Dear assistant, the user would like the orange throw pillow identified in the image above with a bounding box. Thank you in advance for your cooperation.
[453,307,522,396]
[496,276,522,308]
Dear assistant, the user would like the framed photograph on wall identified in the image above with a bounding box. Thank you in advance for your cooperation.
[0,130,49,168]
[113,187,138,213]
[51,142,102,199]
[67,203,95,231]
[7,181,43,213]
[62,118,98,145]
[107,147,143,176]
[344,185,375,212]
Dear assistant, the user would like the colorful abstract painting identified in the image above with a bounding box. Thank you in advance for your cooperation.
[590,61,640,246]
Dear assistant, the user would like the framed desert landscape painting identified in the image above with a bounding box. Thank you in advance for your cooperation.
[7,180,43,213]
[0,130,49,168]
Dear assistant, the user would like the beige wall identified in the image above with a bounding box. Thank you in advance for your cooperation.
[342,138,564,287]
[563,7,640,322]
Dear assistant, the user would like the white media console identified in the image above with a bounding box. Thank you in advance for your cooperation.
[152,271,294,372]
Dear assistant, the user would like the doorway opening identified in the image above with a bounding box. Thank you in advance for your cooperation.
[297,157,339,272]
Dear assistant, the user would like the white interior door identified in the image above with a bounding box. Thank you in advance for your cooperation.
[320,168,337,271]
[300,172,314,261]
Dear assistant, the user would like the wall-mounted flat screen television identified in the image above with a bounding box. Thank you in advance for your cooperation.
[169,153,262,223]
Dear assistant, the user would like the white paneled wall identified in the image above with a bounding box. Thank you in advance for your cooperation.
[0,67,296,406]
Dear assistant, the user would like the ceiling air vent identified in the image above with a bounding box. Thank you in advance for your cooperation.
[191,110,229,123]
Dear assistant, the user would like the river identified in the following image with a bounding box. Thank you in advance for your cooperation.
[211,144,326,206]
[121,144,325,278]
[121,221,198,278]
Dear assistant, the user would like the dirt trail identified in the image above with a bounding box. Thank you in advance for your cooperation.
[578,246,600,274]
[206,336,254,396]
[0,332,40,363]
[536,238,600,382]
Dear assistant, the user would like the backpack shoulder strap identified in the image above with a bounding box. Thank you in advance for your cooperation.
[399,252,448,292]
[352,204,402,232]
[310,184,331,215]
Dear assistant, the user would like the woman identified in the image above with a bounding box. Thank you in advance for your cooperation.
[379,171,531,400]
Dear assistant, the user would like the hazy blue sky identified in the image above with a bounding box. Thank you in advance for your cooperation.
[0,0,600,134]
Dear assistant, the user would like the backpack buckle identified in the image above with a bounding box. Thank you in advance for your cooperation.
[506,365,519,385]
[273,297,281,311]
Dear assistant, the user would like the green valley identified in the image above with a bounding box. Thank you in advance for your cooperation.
··········
-- EXERCISE REQUIREMENTS --
Please rewrite the part of the data that opens with the line containing "Dear assistant, the user would like the doorway" and closes with the line containing "[536,238,600,382]" as a JSON list of strings, one string per line, with both of those lines included and any blank lines left out.

-- EXPECTED ANSWER --
[
  "Dear assistant, the user would like the doorway opening identified in the image above with a bounding box. Thank you in advance for your cooperation.",
  "[297,157,339,272]",
  "Dear assistant, the user would like the white interior door identified in the image above with a bounding box. Thank you in advance for your cooperation.",
  "[320,168,337,271]",
  "[300,172,314,261]",
  "Dear assistant, the user would like the wall-mounted flat screen television identified in the image above with a bounding box. Thank you in advance for your cooperation.",
  "[169,153,262,223]",
  "Dear assistant, the user would like the white paneled wall identified in the image above with a bounding box. Thank you in advance for your cooperation.",
  "[0,67,296,406]",
  "Dear assistant, the user would like the ceiling air vent identified in the image above with a bounding box. Thank you in advance for your cooperation.",
  "[191,110,229,123]",
  "Dear assistant, the user would like the river identified in the following image with a bounding box. Thank you in advance for your cooperation.",
  "[211,144,326,206]",
  "[121,144,325,278]",
  "[121,221,198,278]",
  "Dear assistant, the user would like the dirt trail identified in the image above with a bounding box. Thank you in advance for your cooperation.",
  "[578,246,600,274]",
  "[206,336,254,396]",
  "[0,332,40,363]",
  "[536,238,600,382]"
]